## Provided text
--- START ---
But if we stay in deep fear then, plainly, the internalized belief seems to be "It's just me, here. *I've* got to figure this out and power my way through to surviving, otherwise...otherwise..."
*the heart beats ever faster & breaths grow rapid and shallow*
And, as I see it, because our society at large, including the major religions, have no construct for going deeply within, nor do we have tools to deconstruct these things.
We try to dismantle them cognitively, usually with limited success, as those feelings don't arise from the same place within that cognitive thought arises, or we ask whoever we direct prayer to to remove them. Which often helps, but I know many people who pray for a release of this or that, but don't participate in their own release, and the praying doesn;t seem to help all that much, though they pray with great regularity and sincerity.

So (and please do let me know if I am in the midst of a blind spot, here) we fear death because at the core of it we really believe we are *this*; so if *this* form dies, then "what happens to me?!"
--- END ---
## Collected data entries
--- START ---
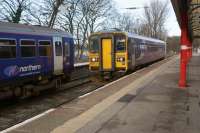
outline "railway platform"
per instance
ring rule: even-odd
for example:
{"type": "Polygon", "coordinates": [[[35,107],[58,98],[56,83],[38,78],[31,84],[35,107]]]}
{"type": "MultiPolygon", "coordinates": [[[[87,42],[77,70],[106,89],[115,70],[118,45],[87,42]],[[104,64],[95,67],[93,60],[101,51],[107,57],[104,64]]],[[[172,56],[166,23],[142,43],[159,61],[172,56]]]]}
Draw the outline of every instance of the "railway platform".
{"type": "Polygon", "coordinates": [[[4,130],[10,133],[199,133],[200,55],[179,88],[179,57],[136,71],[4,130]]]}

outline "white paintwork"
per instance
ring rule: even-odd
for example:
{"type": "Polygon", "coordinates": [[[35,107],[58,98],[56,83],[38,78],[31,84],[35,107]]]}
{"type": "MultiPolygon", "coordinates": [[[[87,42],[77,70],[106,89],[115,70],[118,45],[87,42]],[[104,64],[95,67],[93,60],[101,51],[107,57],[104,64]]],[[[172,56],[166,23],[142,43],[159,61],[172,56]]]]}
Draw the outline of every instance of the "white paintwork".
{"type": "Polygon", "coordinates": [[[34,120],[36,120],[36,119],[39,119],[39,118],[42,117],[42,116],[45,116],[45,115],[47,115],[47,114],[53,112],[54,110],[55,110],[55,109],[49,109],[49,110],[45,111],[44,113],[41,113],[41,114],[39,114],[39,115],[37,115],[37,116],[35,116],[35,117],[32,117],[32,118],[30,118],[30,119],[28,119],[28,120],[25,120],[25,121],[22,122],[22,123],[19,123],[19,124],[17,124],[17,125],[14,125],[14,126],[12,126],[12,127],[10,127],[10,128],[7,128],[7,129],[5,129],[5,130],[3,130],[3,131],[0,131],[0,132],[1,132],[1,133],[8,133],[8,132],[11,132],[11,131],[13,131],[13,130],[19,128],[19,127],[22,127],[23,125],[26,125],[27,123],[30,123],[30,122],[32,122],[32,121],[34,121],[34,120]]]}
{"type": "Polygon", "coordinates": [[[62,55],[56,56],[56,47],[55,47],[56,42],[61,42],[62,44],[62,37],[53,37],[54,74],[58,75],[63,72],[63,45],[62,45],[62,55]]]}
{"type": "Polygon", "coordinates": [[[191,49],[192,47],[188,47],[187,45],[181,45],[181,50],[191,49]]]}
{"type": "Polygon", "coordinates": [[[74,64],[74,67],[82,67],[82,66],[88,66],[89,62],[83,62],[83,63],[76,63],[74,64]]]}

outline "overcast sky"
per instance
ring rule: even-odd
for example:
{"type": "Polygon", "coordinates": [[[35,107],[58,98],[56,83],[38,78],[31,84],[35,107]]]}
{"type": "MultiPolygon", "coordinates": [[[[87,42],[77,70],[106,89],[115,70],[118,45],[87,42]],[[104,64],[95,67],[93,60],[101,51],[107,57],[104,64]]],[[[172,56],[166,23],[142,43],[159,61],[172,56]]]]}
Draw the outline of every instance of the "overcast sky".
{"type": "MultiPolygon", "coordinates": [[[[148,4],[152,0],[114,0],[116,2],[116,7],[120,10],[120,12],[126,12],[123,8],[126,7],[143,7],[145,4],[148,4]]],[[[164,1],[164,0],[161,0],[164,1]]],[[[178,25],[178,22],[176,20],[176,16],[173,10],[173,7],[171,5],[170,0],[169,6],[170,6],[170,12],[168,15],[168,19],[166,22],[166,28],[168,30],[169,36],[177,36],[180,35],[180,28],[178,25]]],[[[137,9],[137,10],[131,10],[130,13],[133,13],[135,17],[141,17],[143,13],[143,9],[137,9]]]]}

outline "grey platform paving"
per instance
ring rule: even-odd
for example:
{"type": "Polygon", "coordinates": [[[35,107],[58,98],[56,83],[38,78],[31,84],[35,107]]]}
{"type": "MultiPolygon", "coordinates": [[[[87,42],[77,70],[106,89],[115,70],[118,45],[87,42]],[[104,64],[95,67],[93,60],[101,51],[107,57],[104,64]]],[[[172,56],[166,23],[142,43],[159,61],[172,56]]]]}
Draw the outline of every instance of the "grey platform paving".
--- END ---
## Exercise prompt
According to the text about fear, why does trying to dismantle those feelings cognitively usually have limited success?

## Reply
Those feelings don't arise from the same place within that cognitive thought arises.